* **EXERCISE INPUT**:
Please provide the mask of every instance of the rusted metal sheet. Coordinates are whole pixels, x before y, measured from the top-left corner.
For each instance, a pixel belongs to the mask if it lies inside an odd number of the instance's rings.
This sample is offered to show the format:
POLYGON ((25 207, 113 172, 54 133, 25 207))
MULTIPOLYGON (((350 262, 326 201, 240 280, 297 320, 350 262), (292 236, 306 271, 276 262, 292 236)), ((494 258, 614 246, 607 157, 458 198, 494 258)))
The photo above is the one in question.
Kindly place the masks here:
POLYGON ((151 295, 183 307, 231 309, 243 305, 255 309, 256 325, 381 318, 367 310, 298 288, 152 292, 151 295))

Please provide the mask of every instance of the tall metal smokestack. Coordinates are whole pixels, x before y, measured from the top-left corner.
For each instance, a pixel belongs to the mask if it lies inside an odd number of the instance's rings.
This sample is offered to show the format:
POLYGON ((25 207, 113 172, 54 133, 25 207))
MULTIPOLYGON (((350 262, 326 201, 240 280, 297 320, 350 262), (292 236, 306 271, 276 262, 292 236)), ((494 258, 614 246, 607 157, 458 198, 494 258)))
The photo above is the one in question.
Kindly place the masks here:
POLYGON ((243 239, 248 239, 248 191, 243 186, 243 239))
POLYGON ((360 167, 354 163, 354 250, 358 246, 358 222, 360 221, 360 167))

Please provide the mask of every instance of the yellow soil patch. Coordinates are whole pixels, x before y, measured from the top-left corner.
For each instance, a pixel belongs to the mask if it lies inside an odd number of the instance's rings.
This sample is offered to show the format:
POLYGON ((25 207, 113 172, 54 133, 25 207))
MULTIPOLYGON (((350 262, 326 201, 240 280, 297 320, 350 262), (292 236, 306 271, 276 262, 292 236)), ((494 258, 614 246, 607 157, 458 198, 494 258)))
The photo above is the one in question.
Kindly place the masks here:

* **AIM OF THE EXERCISE**: Convert all the rows above into a Markdown table with the columns No. and Line. Give each nonblank line its own row numbered in order, and leave out the blank lines.

* **RESULT OF THIS TASK**:
| No. | Line |
|---|---|
| 1 | Please provide the mask of every instance of the rusted metal sheet. Coordinates are whole pixels, x before y, measured from the top-left corner. |
| 2 | For each instance, a pixel belongs to the mask if it lies inside an odd number of the instance's rings. |
| 3 | This sample is offered to show the format: |
| 4 | POLYGON ((25 207, 113 172, 54 133, 25 207)) |
| 5 | MULTIPOLYGON (((350 262, 326 201, 240 280, 297 320, 350 262), (292 236, 306 271, 276 262, 292 236)), ((494 258, 614 246, 607 157, 458 198, 494 258))) |
| 6 | The photo above is the one in question. |
| 7 | Kindly place the masks here: |
| 8 | POLYGON ((151 295, 183 307, 231 309, 243 305, 255 309, 256 325, 381 318, 367 310, 298 288, 152 292, 151 295)) |
| 9 | Please provide the mask of every instance of the tall metal smokestack. Coordinates are whole pixels, x before y, measured from the top-left corner. |
| 10 | For each instance, a pixel belongs to the mask if it lies inside an odd number of the instance's rings. |
| 11 | This sample is offered to show the format: |
| 12 | POLYGON ((25 207, 113 172, 54 133, 25 207)) |
| 13 | MULTIPOLYGON (((350 262, 326 201, 240 280, 297 320, 350 262), (292 236, 306 271, 276 262, 292 236)), ((494 258, 614 246, 607 157, 458 198, 494 258))) |
| 14 | The photo above is the one in question. |
| 15 | Kindly place the masks here: |
| 16 | POLYGON ((243 239, 248 239, 248 191, 243 186, 243 239)) |
| 17 | POLYGON ((360 167, 354 163, 354 250, 358 246, 358 222, 360 221, 360 167)) |
| 18 | Please provide the mask of every instance of the yellow soil patch. Coordinates are whole pixels, x before y, measured from the top-left corner. |
| 19 | For each instance, a pixel belongs to the mask if it lies inside an odd number of the instance's rings. |
| 20 | This sample is offered to show the format: |
| 21 | POLYGON ((25 207, 113 172, 54 133, 25 207)) |
| 22 | MULTIPOLYGON (((350 262, 326 201, 240 280, 297 320, 350 262), (292 236, 306 271, 276 262, 292 236)), ((494 258, 614 246, 607 157, 458 198, 494 258))) |
| 23 | The photo above is the one in question. |
| 24 | Kindly place the masks here: |